PROBLEM DESCRIPTION – Your answer should be the entries below, reproduced character for character.

BEGIN

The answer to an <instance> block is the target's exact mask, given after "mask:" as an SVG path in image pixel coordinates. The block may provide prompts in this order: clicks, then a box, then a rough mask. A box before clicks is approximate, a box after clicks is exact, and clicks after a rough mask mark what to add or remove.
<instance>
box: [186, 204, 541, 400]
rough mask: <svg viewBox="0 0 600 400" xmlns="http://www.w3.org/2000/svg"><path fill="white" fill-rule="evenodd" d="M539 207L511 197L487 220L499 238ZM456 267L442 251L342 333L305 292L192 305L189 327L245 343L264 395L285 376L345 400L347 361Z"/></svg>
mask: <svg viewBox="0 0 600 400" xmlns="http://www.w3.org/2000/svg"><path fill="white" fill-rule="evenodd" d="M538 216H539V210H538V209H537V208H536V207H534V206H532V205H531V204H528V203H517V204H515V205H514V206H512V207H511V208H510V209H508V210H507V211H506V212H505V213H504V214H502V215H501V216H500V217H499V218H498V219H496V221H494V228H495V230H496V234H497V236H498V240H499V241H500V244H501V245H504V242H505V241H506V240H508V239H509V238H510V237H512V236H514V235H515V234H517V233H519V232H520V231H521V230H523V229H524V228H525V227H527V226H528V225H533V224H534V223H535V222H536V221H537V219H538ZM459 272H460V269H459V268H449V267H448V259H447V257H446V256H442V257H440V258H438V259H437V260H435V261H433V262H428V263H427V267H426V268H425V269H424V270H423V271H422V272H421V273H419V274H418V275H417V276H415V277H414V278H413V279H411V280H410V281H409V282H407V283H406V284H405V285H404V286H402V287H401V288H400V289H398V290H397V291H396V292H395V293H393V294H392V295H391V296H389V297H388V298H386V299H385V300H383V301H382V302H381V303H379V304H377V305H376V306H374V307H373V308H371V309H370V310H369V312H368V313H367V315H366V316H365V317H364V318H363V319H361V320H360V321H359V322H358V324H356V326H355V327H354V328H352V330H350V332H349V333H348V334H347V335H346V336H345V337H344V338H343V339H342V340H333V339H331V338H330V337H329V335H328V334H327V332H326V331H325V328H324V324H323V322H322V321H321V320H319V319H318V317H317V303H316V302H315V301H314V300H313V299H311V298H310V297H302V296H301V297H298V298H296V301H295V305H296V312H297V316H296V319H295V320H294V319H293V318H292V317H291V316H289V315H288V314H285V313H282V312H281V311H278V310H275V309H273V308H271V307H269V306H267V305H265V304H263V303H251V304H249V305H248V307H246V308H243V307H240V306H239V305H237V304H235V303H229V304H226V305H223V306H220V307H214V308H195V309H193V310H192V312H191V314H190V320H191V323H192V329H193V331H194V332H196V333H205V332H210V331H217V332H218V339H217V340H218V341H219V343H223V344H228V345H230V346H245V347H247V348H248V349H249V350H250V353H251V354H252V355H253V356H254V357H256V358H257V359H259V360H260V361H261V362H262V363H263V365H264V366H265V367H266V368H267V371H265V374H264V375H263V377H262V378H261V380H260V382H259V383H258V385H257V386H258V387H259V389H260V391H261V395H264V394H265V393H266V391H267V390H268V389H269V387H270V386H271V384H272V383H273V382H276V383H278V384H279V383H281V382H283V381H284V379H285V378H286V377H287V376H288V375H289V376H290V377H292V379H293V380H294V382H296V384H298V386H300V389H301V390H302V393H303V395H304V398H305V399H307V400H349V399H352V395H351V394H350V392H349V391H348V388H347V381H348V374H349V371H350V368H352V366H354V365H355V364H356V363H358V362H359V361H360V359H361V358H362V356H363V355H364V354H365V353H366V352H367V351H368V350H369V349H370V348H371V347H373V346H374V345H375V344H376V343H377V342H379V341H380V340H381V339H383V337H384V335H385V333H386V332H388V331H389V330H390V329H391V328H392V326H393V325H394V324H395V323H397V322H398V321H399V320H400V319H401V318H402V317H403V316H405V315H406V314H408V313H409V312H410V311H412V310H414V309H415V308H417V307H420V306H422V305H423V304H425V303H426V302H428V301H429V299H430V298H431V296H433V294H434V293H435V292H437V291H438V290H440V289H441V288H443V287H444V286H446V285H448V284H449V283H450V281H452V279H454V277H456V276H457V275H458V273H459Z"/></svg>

END

EXERCISE OUTPUT –
The answer to an <instance> block is the target's exact mask, given after "mask:" as an SVG path in image pixel coordinates. The block may provide prompts in this order: clicks, then a box, then a rough mask. A box before clicks is approximate, a box after clicks is exact, and clicks after a rough mask mark what to add or remove.
<instance>
box: [186, 204, 541, 400]
rough mask: <svg viewBox="0 0 600 400" xmlns="http://www.w3.org/2000/svg"><path fill="white" fill-rule="evenodd" d="M539 207L511 197L487 220L499 238ZM456 267L442 251L342 333L305 292L192 305L189 327L245 343L264 395L285 376L345 400L347 361Z"/></svg>
mask: <svg viewBox="0 0 600 400" xmlns="http://www.w3.org/2000/svg"><path fill="white" fill-rule="evenodd" d="M538 216H539V210H538V209H537V208H536V207H534V206H532V205H531V204H528V203H517V204H515V205H514V206H512V207H511V208H510V209H508V210H507V211H506V212H505V213H504V214H502V215H501V216H500V217H499V218H498V219H496V221H494V228H495V230H496V234H497V236H498V240H499V241H500V244H501V245H504V242H505V241H506V240H508V239H509V238H510V237H512V236H514V235H515V234H517V233H519V232H520V231H521V230H523V229H524V228H525V227H527V226H528V225H533V224H534V223H535V222H536V221H537V219H538ZM459 272H460V269H459V268H449V267H448V259H447V257H446V256H442V257H440V258H438V259H437V260H435V261H433V262H428V263H427V267H426V268H425V269H424V270H423V271H422V272H421V273H419V274H418V275H417V276H415V277H414V278H413V279H411V280H410V281H409V282H407V283H406V284H405V285H404V286H402V287H401V288H400V289H398V290H397V291H396V292H395V293H393V294H392V295H391V296H389V297H388V298H386V299H385V300H383V301H382V302H381V303H379V304H377V305H376V306H374V307H373V308H371V309H370V310H369V312H368V313H367V315H366V316H365V317H364V318H363V319H361V320H360V321H359V322H358V324H356V326H355V327H354V328H352V330H350V332H349V333H348V334H347V335H346V336H345V337H344V338H343V339H342V340H333V339H331V338H330V337H329V335H328V334H327V332H326V331H325V328H324V324H323V322H322V321H321V320H319V319H318V317H317V303H316V302H315V301H314V300H313V299H311V298H310V297H302V296H301V297H298V298H296V301H295V305H296V312H297V316H296V319H295V320H294V319H293V318H292V317H291V316H289V315H288V314H285V313H282V312H281V311H278V310H275V309H273V308H271V307H269V306H267V305H265V304H263V303H251V304H249V305H248V307H246V308H243V307H240V306H239V305H237V304H235V303H229V304H226V305H223V306H220V307H214V308H195V309H193V310H192V312H191V314H190V320H191V323H192V329H193V331H194V332H196V333H205V332H210V331H217V332H218V339H217V340H218V341H219V343H223V344H228V345H230V346H245V347H247V348H248V349H249V350H250V353H251V354H252V355H253V356H254V357H256V358H257V359H259V360H260V361H261V362H262V363H263V365H264V366H265V367H266V368H267V371H265V374H264V375H263V377H262V378H261V380H260V382H259V383H258V385H257V386H258V387H259V389H260V391H261V395H264V394H265V393H266V391H267V390H268V389H269V387H270V386H271V384H272V383H273V382H276V383H278V384H279V383H281V382H283V381H284V379H285V378H286V377H287V376H288V375H289V376H290V377H292V379H293V380H294V382H296V384H298V386H300V389H301V390H302V393H303V395H304V398H305V399H307V400H349V399H352V395H351V394H350V392H349V391H348V388H347V381H348V374H349V371H350V368H352V366H354V365H355V364H356V363H358V362H359V361H360V359H361V358H362V356H363V355H364V354H365V353H366V352H367V351H368V350H369V349H370V348H371V347H373V346H374V345H375V344H376V343H377V342H379V341H380V340H381V339H383V337H384V335H385V333H386V332H388V331H389V330H390V329H391V328H392V326H393V325H394V324H395V323H397V322H398V321H399V320H400V319H401V318H402V317H403V316H405V315H406V314H408V313H409V312H410V311H412V310H414V309H415V308H417V307H420V306H422V305H423V304H425V303H426V302H428V301H429V299H430V298H431V296H433V294H434V293H435V292H437V291H438V290H440V289H441V288H443V287H444V286H446V285H448V284H449V283H450V281H452V279H454V277H456V276H457V275H458V273H459Z"/></svg>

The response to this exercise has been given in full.